··· DATA EXTRACT
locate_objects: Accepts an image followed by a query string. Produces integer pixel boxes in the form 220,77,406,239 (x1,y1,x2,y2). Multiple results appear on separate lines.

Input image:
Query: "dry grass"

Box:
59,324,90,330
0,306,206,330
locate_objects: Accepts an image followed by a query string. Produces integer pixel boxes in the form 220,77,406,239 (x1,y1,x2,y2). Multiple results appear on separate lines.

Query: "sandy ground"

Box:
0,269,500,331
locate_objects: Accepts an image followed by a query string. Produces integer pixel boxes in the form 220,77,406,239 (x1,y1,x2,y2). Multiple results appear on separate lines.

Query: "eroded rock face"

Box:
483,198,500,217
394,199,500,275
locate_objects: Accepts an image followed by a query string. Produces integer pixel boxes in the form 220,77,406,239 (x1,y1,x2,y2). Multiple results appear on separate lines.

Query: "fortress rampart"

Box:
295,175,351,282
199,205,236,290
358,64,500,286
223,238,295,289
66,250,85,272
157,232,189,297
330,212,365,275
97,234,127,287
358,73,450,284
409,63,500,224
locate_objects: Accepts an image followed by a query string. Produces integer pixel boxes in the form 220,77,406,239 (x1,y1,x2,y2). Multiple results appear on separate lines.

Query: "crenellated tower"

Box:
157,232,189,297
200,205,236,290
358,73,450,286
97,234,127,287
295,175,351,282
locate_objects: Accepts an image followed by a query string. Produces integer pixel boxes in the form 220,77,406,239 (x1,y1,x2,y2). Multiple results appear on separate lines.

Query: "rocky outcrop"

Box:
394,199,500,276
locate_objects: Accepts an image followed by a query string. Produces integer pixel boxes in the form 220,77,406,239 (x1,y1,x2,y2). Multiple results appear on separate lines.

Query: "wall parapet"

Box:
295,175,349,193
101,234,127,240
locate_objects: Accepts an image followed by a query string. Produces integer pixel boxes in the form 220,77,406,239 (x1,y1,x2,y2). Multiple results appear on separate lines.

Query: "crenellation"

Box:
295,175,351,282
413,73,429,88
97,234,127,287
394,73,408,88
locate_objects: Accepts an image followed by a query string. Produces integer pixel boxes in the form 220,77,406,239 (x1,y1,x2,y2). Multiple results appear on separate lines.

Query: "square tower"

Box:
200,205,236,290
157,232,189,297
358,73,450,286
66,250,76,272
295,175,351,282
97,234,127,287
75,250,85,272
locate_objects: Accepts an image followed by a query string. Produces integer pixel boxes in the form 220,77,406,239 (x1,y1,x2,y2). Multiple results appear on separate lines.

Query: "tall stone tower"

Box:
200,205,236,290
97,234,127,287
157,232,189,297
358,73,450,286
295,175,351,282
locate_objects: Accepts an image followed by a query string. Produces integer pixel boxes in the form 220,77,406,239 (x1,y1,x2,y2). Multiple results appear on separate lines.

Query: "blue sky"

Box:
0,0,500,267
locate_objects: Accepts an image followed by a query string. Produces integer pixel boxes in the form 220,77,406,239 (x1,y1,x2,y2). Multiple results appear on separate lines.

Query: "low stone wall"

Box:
······
**TASK:** Reproduce the items above word for word, starting at the first line and ending with the line containing "394,73,408,88", including that line.

**WORKED ANSWER:**
locate_objects: Accepts an image followed by a query string. Produces integer pixel boxes in the form 220,77,406,239 (x1,y1,x2,y2). Multiple results appear on separate lines.

Input image:
Query: "dry grass"

Box:
59,324,90,330
0,306,206,330
locate_objects: Accepts an image followed by a query string. Produces integer pixel boxes in the form 220,77,406,239 (x1,y1,x2,y2). Multiple results appear on separate lines.

Query: "sandy ground"

Box:
0,269,500,331
locate_objects: Accepts an image followed by a query string. Produces integer pixel boxes in the form 220,77,406,239 (x1,y1,x2,y2). Multiple results appear on separate lines.

Query: "eroded rock face"

Box:
483,198,500,217
394,199,500,275
locate_objects: Accepts an image followed by a query string. Produces integer pixel boxes in the form 220,77,406,239 (x1,y1,x2,y2). Multiple results appear on separate lines.

Query: "fortress rampart"

Box:
295,175,351,282
199,205,236,290
358,64,500,286
223,238,295,289
66,250,85,272
157,232,189,297
330,212,365,275
97,234,127,287
358,73,450,284
409,63,500,224
locate_objects: Accepts an image followed by a query string. Produces integer pixel boxes in the form 220,77,406,239 (x1,y1,x2,y2). Multiple results appear on separate lines.

Query: "crenellated tower"

Box:
157,232,189,297
200,205,236,290
358,73,450,286
97,234,127,287
295,175,351,282
locate_objects: Accepts an image followed by a query string. Produces integer pixel boxes in the form 220,77,406,239 (x1,y1,x2,y2). Multiple results appear on separate lines.

Query: "rocky outcrop"

Box:
394,199,500,276
locate_objects: Accepts an image followed by a query string. Produces integer pixel boxes in the form 220,77,406,239 (x1,y1,x2,y2). Multiple results appear on separate lines.

Query: "wall parapet"

Box:
295,175,349,193
101,234,127,240
locate_objects: Accepts an image followed by a query string. Produces integer pixel boxes in the form 220,77,406,239 (x1,y1,x2,y2). Multiple results appear on separate lines.

Query: "crenellation"

Box:
295,175,351,282
413,73,429,88
97,234,127,287
394,73,408,88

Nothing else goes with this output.